----- PASSAGE GIVEN

Abstract:
A liquid sprayer having a cylinder with a pressure chamber and a suction chamber, a hollow piston with a liquid passage therethrough and slidably fitted in said cylinder, an actuator mounted on the piston, a suction tube suspended from the bottom of the suction chamber into a liquid container, a movable valve rod vertically movable provided in the piston and cylinder and having a valve portion at the top end thereof for opening and closing the liquid passage of the piston, a compression spring for at all times urging the movable valve rod towards the direction of lifting up the piston with the liquid passage thereof being closed, and an elastic valve closely and slidably fitted onto the valve rod and adapted to establish communication between the pressure chamber and the suction chamber at its uppermost position and cut off communication therebetween at its lowermost position; whereby the passage of the piston communicating with a spray nozzle is opened when the internal pressure of the pressure chamber exceeds a predetermined level.

Description:
This is a continuation of application Ser. No. 692,522 filed June 3, 1977 and now abandoned. 
    
    
     BACKGROUND OF THE INVENTION 
     This invention relates to a relatively small liquid sprayer suitable for distributing and spraying the liquid contained in a container. 
     There are many conventional sprayers of this type. In all the conventional sprayers, the liquid sucked into a cylinder is sprayed by increasing the pressure inside the cylinder through the depressing operation of a piston and therefore the internal pressure of the cylinder varies with the depressing speed of the piston. As a result, the condition of atomized liquid affected by the internal pressure of the cylinder is inevitably varied with the depressing speed of the piston. Therefore, when the piston speed is high, a good quality spray is generated, but when it is low, atomization is not good. When piston speed is further lowered, the liquid is not atomized but is ejected in a solid non-atomized jet, without achieving the prime object of a sprayer. Even when the depressing speed of the piston is high, the internal pressure of the cylinder is lowered when spraying of the liquid sucked in the cylinder is nearly completed, and therefore the liquid is discharged in the form of a jet or droplets from the nozzle, resulting in deterioration of the liquid cut-out performance. This phenomenon will cause not only non-uniformity of the liquid sprayed, but also a poor or dirty appearance of a sprayed surface due to stains, etc.

----------
----- INFORMATION PROVIDED

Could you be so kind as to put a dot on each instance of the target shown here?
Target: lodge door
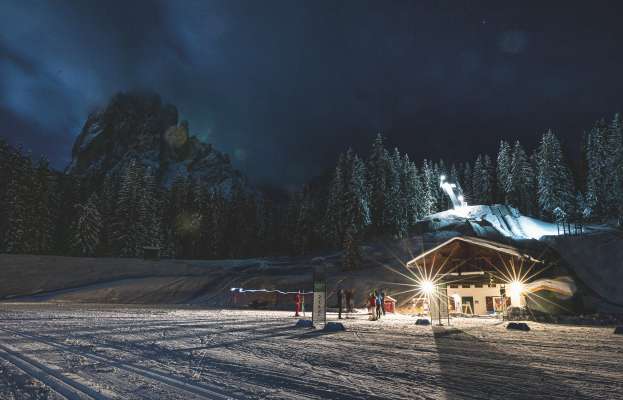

----------

INSTRUCTION —
Reproduce the liquid sprayer text word for word, starting at "BACKGROUND OF THE" and ending at "in a container.".

TASK SOLUTION —
BACKGROUND OF THE INVENTION 
     This invention relates to a relatively small liquid sprayer suitable for distributing and spraying the liquid contained in a container.